**QUOTED TEXT:**
□ □ □ □ □

The Tragic Imagination
By Rowan Williams
The Literary Agenda Series
Oxford University Press. Pp. 168. $24.95


The Tragic Imagination by Rowan Williams is one of a dozen books in the Literary Agenda series by Oxford University Press. Other titles in the series include Readers’ Liberation, Is Literature Healthy?, and Tales of Literacy for the 21st Century. Each monograph, according to the series’ description, takes a polemical tone, in the hopes of bringing new arguments, in the traditional sense of the word, to each topic. In essence, this series serves as a reminder that literature has real-world relevance, a given for some that seems to be up for grabs in this world we live in.

Thus, we have Williams’s excellent work about tragedy — tragic drama, narrative, or the tragic imagination. Why might the tragic imagination be problematic in a world full of terrible events like gun violence in high schools or refugee crises? His concern is that society tends to turn away from the tragic imagination in favor of denial, in favor of untold stories. This is the challenge that Williams takes on: “not only how we speak without false consolation in a world like this but how we keep our culture alive to the fact that it is ‘a world like this,’” as he writes in his introduction.

Williams guides the reader on a pilgrimage of sorts through the tragic imagination, beginning with the ritual, even liturgical, plays given at the Dionysian festivals in ancient Greece, bringing us, as Virgil brings Dante, ever upward to his final chapter, which he calls “Tragedy Against Pessimism: Religious Discourse and Tragic Drama.”

In his rich text, Williams takes pains to help the reader see why he feels we should not flinch away from, or gloss over, the stories we tell of our pain and suffering, our grief and mourning. Early on, he relates a story about the Russian poet Anna Akhmatova. Her response on whether she could describe suffering is a significant point. The author returns to it in his conclusion, in order to direct our gaze. Hegel, Job, the Gospel of John, Shakespeare’s King Lear, and others are waypoints, too, on the way to discovering that “the tragic idiom is a vehicle for managing loss by narrating it” (p. 15).

Throughout his text, Williams is careful to stress that for him the tragic imagination is not synonymous with a tragic worldview. This is an important distinction; each of the chapters is a step building to the purpose of tragic representation. For Williams, such an equation of tragedy with pessimism is a misinterpretation, and maybe even misuse, of the genre. The tragic imagination, in his eyes, serves like religious language to keep us mindful that we are not in control of all that surrounds us. He writes in resistance to the human tendency toward “comfortable lying” when it comes to telling stories of pain and suffering.

Important to note, though it comes later in the book, is Williams’s acknowledgement that his exploration is of the Western European mode of tragedy; other models that might be grounded in nonlinear narrative are not in his purview for this argument. The relationship of the comic to the tragic is explored only in his conclusion; I hope he will expand on it sometime in the future.

The Tragic Imagination is definitely to the academic side of Williams’s works, and despite its brevity is not easy reading. Of course, this is what his faithful readers expect and love about his writing and thought. Most likely this book will not be his most popular seller, but those who venture to read it will find real-world value in his wise words.

□ □ □ □ □

**EXERCISE INSTRUCTIONS:** Which titles from the Literary Agenda series does the book review name? None of the rows below matter for this.

□ □ □ □ □

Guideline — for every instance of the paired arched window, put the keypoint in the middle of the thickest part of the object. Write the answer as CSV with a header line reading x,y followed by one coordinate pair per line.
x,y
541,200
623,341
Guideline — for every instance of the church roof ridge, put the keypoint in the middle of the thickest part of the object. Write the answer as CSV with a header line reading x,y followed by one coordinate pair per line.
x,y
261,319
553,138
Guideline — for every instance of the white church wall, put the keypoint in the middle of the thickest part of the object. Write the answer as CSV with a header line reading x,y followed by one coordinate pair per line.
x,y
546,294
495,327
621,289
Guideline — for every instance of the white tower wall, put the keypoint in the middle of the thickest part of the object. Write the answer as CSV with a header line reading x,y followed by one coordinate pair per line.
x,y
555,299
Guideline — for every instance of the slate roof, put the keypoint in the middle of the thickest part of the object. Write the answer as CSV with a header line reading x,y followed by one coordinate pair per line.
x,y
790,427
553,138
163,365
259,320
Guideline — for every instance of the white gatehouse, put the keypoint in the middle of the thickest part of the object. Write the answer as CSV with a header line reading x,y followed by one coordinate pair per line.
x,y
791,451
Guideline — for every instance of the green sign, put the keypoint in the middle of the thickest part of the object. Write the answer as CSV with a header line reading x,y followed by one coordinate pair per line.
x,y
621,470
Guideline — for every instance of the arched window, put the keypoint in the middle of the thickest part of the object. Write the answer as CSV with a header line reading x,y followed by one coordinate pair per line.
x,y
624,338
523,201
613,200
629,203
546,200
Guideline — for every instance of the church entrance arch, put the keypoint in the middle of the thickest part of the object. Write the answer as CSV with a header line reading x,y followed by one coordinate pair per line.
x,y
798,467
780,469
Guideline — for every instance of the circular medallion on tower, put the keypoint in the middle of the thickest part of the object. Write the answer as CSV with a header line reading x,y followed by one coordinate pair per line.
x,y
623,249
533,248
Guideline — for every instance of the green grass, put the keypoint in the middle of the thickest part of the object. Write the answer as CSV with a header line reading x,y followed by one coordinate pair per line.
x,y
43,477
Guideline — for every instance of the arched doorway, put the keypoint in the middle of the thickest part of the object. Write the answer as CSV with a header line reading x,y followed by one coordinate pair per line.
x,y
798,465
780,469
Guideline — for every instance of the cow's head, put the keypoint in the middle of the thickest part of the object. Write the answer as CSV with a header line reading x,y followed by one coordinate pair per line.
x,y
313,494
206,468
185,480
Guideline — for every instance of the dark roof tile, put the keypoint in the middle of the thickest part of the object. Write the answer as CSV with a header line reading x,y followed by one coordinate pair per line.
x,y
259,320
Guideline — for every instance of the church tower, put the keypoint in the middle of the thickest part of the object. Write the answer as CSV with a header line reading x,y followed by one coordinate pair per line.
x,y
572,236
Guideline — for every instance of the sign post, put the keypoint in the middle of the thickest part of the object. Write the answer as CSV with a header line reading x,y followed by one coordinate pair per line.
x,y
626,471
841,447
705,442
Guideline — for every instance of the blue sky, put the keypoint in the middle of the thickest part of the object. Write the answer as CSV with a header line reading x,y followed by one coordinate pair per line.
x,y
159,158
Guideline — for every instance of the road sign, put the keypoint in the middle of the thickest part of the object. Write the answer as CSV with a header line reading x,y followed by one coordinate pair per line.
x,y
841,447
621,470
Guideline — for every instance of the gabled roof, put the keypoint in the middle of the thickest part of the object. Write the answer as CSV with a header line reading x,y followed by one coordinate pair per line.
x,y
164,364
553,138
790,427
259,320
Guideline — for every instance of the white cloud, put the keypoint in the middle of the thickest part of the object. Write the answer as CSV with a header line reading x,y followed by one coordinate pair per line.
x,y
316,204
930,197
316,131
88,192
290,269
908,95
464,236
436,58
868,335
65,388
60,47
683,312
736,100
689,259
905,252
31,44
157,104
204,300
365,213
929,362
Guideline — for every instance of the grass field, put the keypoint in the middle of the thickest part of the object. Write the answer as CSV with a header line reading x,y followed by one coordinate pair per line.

□ □ □ □ □

**FULL SOLUTION:**
- The Tragic Imagination
- Readers’ Liberation
- Is Literature Healthy?
- Tales of Literacy for the 21st Century